Im gegenständlichen Fall hat die Verwaltungsbehörde dem Beschwerdeführer die Lenkberechtigung mit Mandatsbescheid vom 7.1.2016 entzogen, wobei die Entzugsdauer rückwirkend mit 19.12.2015 (das war der Tag der vorläufigen Abnahme des Führerscheines) festgesetzt wurde. Diese rückwirkende Festsetzung der Entzugsdauer entspricht § 29 Abs. 4 FSG und bewirkt im Ergebnis, dass über das Recht des Beschwerdeführers zum Lenken von Kraftfahrzeugen ab dem Zeitpunkt der vorläufigen Abnahme des Führerscheines im Führerscheinentzugsverfahren entschieden wird. Die Maßnahmenbeschwerde wurde auch erst nach Zustellung des Mandatsbescheides eingebracht, weshalb sie von Anfang an unzulässig war. Die Rechtmäßigkeit der vorläufigen Abnahme des Führerscheines und des damit gem. § 39 Abs. 5 FSG verbundenen Fahrverbotes ist ausschließlich im Administrativverfahren zu klären. Es besteht seit der Zustellung des Mandatsbescheides keinerlei Rechtsschutzinteresse des Beschwerdeführers mehr, dieselbe Frage in einem weiteren Verfahren (dem vom Beschwerdeführer anhängig gemachten Maßnahmenbeschwerdeverfahren) zu überprüfen.

 

 

Zu II.

Gemäß § 35 Abs.1 VwGVG hat die im Verfahren über Beschwerden wegen Ausübung unmittelbarer verwaltungsbehördlicher Befehls- und Zwangsgewalt obsiegende Partei Anspruch auf Ersatz ihrer Aufwendungen durch die unterlegene Partei.

 

Wenn die Beschwerde zurückgewiesen oder abgewiesen wird oder vom Beschwerdeführer vor der Entscheidung durch das Verwaltungsgericht zurückgezogen wird, dann ist gemäß § 35 Abs.3 VwGVG die Behörde die obsiegende und der Beschwerdeführer die unterlegene Partei.

 

Im konkreten Fall ist daher der Beschwerdeführer als unterlegene und die Behörde als obsiegende Partei anzusehen, weshalb der Beschwerdeführer verpflichtet ist, dem Rechtsträger der Behörde binnen zwei Wochen die entsprechend der VwG-Aufwandersatzverordnung zustehenden Aufwendungen (Vorlageaufwand 57,40 Euro, Schriftsatzaufwand 368,80 Euro, insgesamt als 426,20 Euro) zu bezahlen.
========
### Aufgaben
A: Beantworte anhand des Entscheidungstextes:
(i) Wann wurde der Führerschein vorläufig abgenommen?
(ii) Nach welcher Bestimmung ist die Behörde die obsiegende Partei, wenn die Beschwerde zurückgewiesen wird?
(iii) Wie hoch ist der Schriftsatzaufwand?
B: Schreibe den Abschnitt des Entscheidungstextes neu, der mit „Gemäß § 35 Abs.1“ beginnt und mit „Beschwerdeführer die unterlegene Partei.“ endet, und ersetze dabei „Verwaltungsgericht“ durch „Landesverwaltungsgericht“.
========
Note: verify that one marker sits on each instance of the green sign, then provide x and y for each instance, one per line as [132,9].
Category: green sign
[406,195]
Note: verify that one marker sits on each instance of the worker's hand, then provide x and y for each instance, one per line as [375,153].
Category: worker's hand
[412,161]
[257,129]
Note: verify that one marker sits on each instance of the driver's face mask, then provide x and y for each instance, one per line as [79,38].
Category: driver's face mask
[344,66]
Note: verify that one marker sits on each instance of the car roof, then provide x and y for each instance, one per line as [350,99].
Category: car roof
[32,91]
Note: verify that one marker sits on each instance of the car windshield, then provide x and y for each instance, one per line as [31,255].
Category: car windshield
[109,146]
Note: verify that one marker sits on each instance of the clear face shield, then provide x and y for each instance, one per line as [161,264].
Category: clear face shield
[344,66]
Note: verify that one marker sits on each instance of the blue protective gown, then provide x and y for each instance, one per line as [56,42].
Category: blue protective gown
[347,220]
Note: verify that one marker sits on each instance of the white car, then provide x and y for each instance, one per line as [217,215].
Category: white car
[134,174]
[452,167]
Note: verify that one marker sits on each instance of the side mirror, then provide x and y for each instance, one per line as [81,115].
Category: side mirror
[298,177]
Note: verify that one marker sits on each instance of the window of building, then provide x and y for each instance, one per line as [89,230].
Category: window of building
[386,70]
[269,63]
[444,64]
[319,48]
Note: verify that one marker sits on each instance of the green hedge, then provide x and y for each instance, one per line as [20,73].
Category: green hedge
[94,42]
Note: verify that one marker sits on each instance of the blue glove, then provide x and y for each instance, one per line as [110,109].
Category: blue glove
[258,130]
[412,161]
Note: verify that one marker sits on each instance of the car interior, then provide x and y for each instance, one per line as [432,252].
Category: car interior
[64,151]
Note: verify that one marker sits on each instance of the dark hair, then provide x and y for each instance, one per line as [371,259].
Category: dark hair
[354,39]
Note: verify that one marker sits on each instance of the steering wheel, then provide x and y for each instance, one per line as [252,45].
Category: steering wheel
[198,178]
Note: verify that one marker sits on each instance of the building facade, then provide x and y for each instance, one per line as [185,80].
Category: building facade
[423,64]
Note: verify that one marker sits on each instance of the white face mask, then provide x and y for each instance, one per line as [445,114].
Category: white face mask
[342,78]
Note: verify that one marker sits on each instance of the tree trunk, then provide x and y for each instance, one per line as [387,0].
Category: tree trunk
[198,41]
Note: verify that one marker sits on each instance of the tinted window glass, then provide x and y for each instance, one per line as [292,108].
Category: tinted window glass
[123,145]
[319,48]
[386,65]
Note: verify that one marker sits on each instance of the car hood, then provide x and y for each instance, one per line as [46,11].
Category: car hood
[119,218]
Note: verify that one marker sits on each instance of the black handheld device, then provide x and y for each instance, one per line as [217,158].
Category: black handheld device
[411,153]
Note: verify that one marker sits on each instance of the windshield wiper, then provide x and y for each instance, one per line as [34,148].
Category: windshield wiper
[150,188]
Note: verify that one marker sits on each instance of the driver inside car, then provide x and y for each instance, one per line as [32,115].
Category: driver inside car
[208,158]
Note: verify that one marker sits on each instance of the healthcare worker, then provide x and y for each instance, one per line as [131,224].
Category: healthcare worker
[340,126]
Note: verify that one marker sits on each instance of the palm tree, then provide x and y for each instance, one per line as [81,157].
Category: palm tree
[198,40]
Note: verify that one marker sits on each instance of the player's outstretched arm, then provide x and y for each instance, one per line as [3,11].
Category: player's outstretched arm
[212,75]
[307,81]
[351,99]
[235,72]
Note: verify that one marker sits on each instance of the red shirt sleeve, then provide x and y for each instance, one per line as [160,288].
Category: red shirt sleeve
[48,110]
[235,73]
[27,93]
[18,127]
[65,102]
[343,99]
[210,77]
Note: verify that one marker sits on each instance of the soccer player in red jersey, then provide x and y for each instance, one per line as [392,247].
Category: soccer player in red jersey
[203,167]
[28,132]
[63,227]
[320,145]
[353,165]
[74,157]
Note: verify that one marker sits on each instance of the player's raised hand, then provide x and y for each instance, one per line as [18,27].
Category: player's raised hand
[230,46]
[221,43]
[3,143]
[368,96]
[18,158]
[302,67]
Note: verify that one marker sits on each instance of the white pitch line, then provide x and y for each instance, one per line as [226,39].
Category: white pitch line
========
### Antworten
A:
(i) Am 19.12.2015.
(ii) Nach § 35 Abs.3 VwGVG.
(iii) 368,80 Euro.

B:
Gemäß § 35 Abs.1 VwGVG hat die im Verfahren über Beschwerden wegen Ausübung unmittelbarer verwaltungsbehördlicher Befehls- und Zwangsgewalt obsiegende Partei Anspruch auf Ersatz ihrer Aufwendungen durch die unterlegene Partei.

 

Wenn die Beschwerde zurückgewiesen oder abgewiesen wird oder vom Beschwerdeführer vor der Entscheidung durch das Landesverwaltungsgericht zurückgezogen wird, dann ist gemäß § 35 Abs.3 VwGVG die Behörde die obsiegende und der Beschwerdeführer die unterlegene Partei.